▶ RECORDS SUPPLIED:
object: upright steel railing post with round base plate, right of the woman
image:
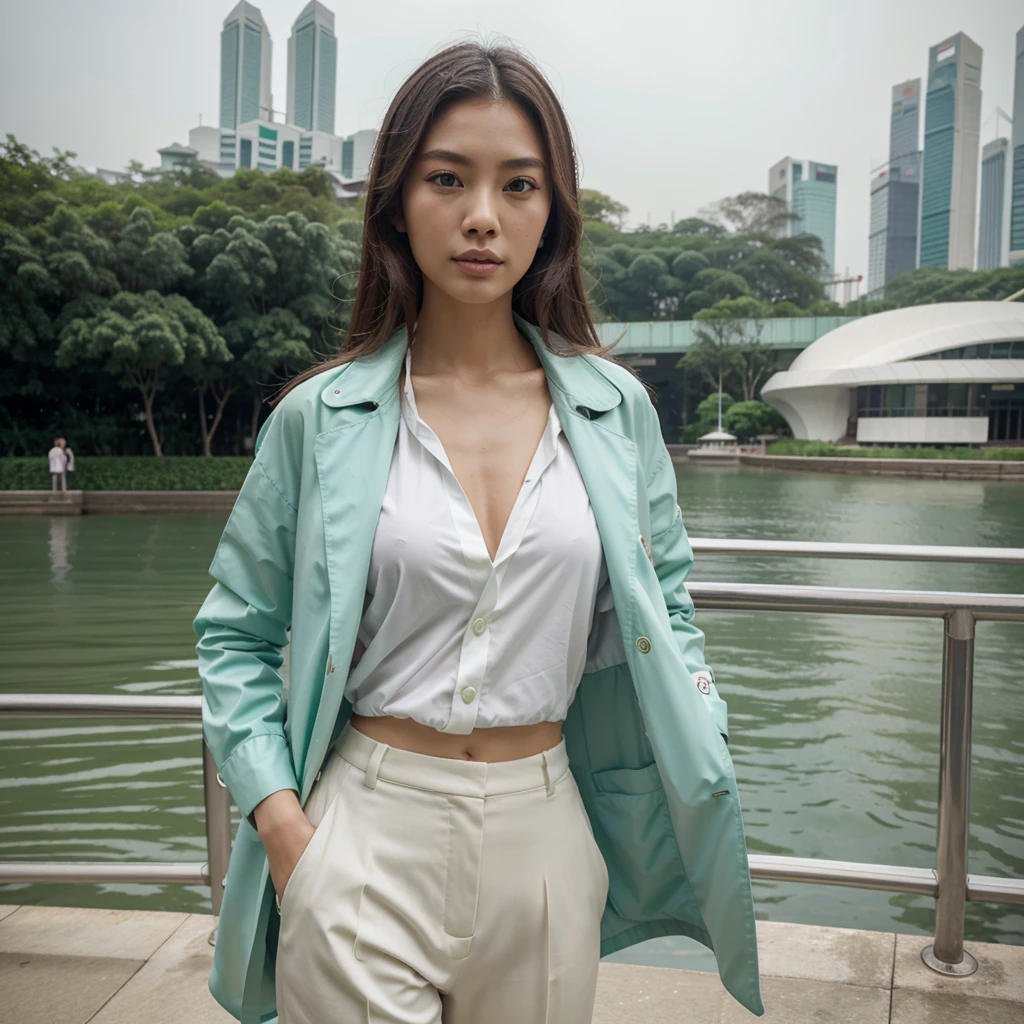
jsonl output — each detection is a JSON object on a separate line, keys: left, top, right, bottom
{"left": 921, "top": 608, "right": 978, "bottom": 977}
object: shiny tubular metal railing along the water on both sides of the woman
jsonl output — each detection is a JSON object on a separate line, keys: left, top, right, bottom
{"left": 0, "top": 538, "right": 1024, "bottom": 977}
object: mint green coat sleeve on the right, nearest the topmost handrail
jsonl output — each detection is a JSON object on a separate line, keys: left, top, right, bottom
{"left": 644, "top": 395, "right": 729, "bottom": 740}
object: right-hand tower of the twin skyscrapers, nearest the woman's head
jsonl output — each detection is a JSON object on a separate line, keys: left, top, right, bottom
{"left": 287, "top": 0, "right": 338, "bottom": 135}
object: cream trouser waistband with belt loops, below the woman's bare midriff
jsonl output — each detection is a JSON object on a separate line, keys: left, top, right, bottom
{"left": 334, "top": 722, "right": 569, "bottom": 797}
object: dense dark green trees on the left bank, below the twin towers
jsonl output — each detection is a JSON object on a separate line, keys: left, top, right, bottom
{"left": 0, "top": 136, "right": 361, "bottom": 455}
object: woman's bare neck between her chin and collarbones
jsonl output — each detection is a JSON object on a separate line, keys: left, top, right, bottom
{"left": 413, "top": 283, "right": 541, "bottom": 379}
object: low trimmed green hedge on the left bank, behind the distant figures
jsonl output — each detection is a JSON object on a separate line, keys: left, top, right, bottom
{"left": 0, "top": 456, "right": 252, "bottom": 490}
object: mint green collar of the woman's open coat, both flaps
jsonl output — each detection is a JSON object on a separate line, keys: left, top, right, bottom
{"left": 321, "top": 313, "right": 623, "bottom": 419}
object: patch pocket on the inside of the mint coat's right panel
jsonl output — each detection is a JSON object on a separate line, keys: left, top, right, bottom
{"left": 590, "top": 764, "right": 695, "bottom": 923}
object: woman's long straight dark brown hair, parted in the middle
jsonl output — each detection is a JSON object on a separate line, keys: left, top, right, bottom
{"left": 270, "top": 42, "right": 611, "bottom": 404}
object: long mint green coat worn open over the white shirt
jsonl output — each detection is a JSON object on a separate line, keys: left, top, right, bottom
{"left": 195, "top": 317, "right": 764, "bottom": 1024}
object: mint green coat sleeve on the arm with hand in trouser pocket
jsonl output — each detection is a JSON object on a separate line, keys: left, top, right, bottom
{"left": 193, "top": 409, "right": 299, "bottom": 821}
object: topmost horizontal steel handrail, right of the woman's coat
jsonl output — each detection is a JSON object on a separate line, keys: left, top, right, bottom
{"left": 690, "top": 537, "right": 1024, "bottom": 565}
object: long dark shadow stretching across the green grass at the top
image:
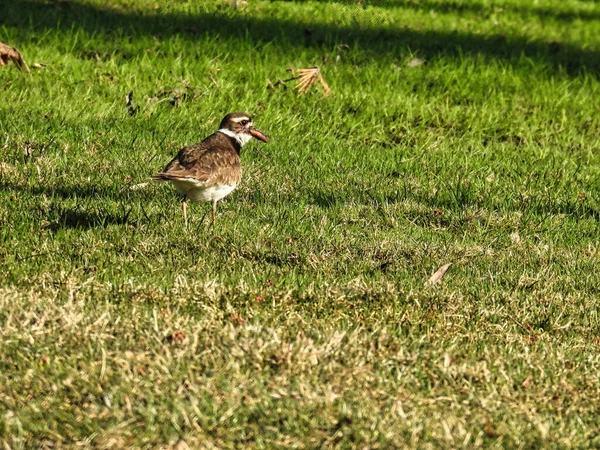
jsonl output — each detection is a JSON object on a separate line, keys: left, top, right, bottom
{"left": 0, "top": 0, "right": 600, "bottom": 75}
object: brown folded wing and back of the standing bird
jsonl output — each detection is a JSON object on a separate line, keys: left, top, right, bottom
{"left": 152, "top": 133, "right": 242, "bottom": 185}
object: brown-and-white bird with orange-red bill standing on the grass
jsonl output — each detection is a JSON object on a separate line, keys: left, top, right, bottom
{"left": 152, "top": 113, "right": 267, "bottom": 227}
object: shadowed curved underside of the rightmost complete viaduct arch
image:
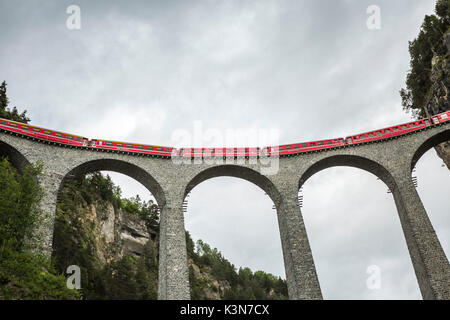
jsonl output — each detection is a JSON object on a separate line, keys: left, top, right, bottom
{"left": 298, "top": 155, "right": 396, "bottom": 190}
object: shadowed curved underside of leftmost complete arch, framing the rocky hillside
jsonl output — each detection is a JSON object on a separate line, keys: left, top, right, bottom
{"left": 58, "top": 159, "right": 166, "bottom": 207}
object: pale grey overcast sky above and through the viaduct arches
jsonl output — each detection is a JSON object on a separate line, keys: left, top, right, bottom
{"left": 0, "top": 0, "right": 450, "bottom": 299}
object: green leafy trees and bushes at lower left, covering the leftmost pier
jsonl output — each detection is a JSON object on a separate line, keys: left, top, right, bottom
{"left": 0, "top": 158, "right": 79, "bottom": 299}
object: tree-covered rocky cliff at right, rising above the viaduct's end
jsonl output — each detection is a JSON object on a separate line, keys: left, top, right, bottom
{"left": 400, "top": 0, "right": 450, "bottom": 169}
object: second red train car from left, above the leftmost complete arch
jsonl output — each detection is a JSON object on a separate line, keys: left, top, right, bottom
{"left": 89, "top": 139, "right": 173, "bottom": 156}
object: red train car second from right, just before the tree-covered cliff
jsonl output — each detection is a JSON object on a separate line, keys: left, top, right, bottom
{"left": 345, "top": 119, "right": 431, "bottom": 144}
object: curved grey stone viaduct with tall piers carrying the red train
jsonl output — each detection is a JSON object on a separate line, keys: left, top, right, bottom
{"left": 0, "top": 123, "right": 450, "bottom": 299}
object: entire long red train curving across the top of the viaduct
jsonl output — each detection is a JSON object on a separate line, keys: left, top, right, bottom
{"left": 0, "top": 111, "right": 450, "bottom": 158}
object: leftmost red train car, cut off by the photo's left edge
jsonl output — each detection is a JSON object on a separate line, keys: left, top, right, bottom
{"left": 0, "top": 119, "right": 89, "bottom": 146}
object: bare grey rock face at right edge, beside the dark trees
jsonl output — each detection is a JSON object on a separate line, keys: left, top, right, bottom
{"left": 426, "top": 32, "right": 450, "bottom": 170}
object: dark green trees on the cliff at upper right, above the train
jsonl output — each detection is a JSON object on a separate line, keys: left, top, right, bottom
{"left": 400, "top": 0, "right": 450, "bottom": 117}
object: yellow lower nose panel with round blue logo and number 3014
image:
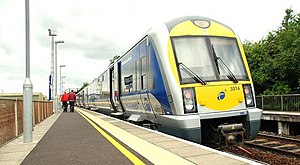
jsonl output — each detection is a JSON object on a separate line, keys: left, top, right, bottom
{"left": 195, "top": 85, "right": 244, "bottom": 113}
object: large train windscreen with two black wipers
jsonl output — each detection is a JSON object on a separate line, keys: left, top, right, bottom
{"left": 172, "top": 36, "right": 248, "bottom": 83}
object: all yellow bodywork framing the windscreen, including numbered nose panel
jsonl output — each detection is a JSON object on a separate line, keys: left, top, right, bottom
{"left": 168, "top": 18, "right": 252, "bottom": 113}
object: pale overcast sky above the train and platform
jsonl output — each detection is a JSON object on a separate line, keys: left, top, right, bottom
{"left": 0, "top": 0, "right": 300, "bottom": 95}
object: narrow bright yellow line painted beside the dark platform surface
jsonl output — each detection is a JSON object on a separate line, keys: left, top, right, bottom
{"left": 77, "top": 111, "right": 145, "bottom": 165}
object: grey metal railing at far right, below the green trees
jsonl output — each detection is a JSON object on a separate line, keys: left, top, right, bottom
{"left": 256, "top": 94, "right": 300, "bottom": 112}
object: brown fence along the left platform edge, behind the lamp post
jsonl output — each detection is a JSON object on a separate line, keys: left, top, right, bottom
{"left": 0, "top": 98, "right": 53, "bottom": 147}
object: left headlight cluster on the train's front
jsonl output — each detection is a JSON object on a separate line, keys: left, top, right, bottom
{"left": 182, "top": 88, "right": 197, "bottom": 113}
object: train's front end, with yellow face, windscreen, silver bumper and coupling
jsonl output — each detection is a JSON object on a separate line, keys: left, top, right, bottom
{"left": 160, "top": 17, "right": 262, "bottom": 145}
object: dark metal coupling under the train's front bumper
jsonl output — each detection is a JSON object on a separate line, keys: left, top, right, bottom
{"left": 218, "top": 123, "right": 245, "bottom": 146}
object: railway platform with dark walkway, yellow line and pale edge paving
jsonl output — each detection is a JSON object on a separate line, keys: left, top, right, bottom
{"left": 0, "top": 108, "right": 259, "bottom": 165}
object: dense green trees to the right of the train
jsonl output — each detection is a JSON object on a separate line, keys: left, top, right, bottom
{"left": 244, "top": 9, "right": 300, "bottom": 94}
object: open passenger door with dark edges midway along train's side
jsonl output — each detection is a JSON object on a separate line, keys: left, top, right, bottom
{"left": 109, "top": 63, "right": 123, "bottom": 112}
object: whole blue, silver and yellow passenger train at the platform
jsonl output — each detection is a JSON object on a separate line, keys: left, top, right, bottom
{"left": 77, "top": 16, "right": 262, "bottom": 145}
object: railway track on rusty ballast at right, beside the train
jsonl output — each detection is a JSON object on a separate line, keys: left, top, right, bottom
{"left": 245, "top": 133, "right": 300, "bottom": 159}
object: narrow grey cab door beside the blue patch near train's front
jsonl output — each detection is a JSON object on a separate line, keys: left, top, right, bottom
{"left": 139, "top": 38, "right": 156, "bottom": 121}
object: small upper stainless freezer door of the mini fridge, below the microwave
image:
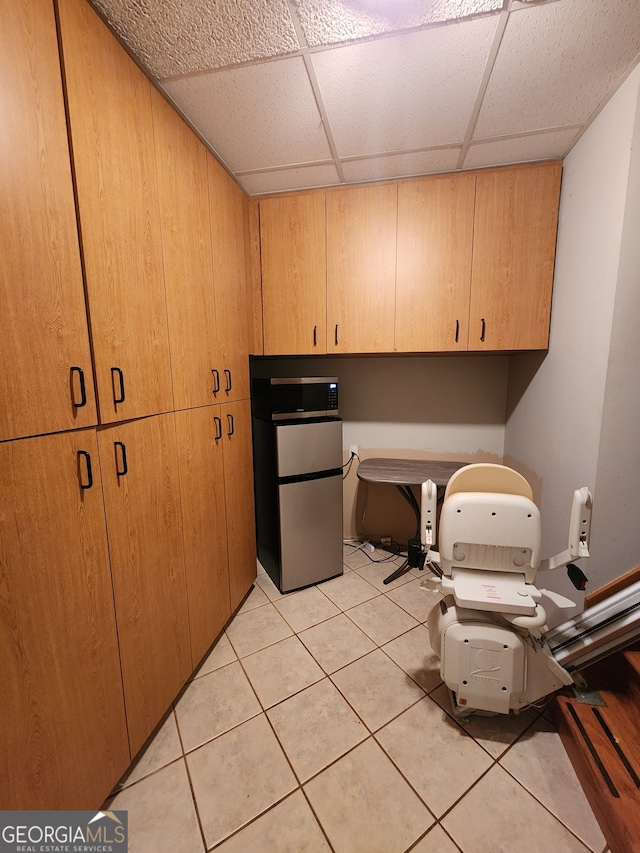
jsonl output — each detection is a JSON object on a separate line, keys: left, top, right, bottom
{"left": 274, "top": 418, "right": 342, "bottom": 477}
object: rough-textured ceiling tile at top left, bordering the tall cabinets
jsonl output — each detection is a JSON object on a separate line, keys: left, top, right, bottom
{"left": 91, "top": 0, "right": 300, "bottom": 79}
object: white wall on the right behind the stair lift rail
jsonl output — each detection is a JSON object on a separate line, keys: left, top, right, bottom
{"left": 505, "top": 69, "right": 640, "bottom": 594}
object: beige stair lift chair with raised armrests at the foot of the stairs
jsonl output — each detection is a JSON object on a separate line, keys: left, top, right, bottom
{"left": 420, "top": 463, "right": 591, "bottom": 716}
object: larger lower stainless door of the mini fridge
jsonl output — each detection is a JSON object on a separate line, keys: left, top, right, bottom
{"left": 278, "top": 474, "right": 342, "bottom": 592}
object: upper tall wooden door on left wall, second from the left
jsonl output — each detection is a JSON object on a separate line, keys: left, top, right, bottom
{"left": 58, "top": 0, "right": 173, "bottom": 423}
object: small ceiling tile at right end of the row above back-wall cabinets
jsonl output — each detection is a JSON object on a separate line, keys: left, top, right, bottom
{"left": 463, "top": 127, "right": 582, "bottom": 169}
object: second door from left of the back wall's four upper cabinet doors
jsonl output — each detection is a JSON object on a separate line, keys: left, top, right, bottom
{"left": 327, "top": 183, "right": 398, "bottom": 353}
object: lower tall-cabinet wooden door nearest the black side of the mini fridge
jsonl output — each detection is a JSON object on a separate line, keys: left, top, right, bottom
{"left": 221, "top": 400, "right": 257, "bottom": 611}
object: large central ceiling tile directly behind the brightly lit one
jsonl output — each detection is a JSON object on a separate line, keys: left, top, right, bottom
{"left": 311, "top": 16, "right": 498, "bottom": 157}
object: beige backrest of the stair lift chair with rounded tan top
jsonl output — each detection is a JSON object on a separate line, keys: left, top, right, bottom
{"left": 438, "top": 463, "right": 542, "bottom": 583}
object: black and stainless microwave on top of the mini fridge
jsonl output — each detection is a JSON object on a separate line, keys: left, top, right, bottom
{"left": 252, "top": 376, "right": 338, "bottom": 421}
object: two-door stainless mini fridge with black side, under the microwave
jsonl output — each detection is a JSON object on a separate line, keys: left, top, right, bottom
{"left": 253, "top": 417, "right": 342, "bottom": 592}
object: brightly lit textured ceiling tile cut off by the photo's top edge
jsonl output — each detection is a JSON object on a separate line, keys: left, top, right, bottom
{"left": 295, "top": 0, "right": 503, "bottom": 47}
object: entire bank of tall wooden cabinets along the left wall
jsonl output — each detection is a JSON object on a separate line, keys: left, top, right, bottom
{"left": 0, "top": 0, "right": 256, "bottom": 809}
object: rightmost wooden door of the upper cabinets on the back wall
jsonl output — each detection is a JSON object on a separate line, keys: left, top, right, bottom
{"left": 469, "top": 162, "right": 562, "bottom": 350}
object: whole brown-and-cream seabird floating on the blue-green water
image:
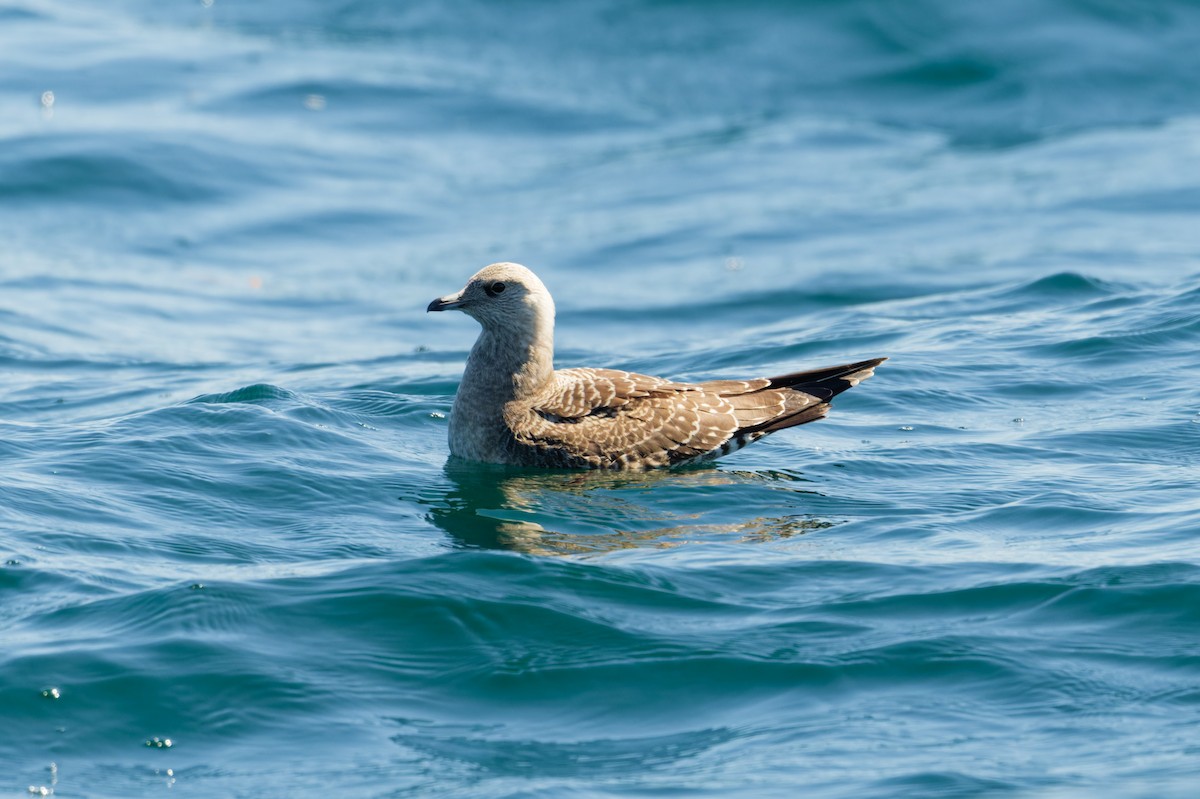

▶ WHAT YOU HAVE TO DO: Say how many lines in the records hold "bumper", with the number as the whole reply.

▶ EXERCISE OUTPUT: 2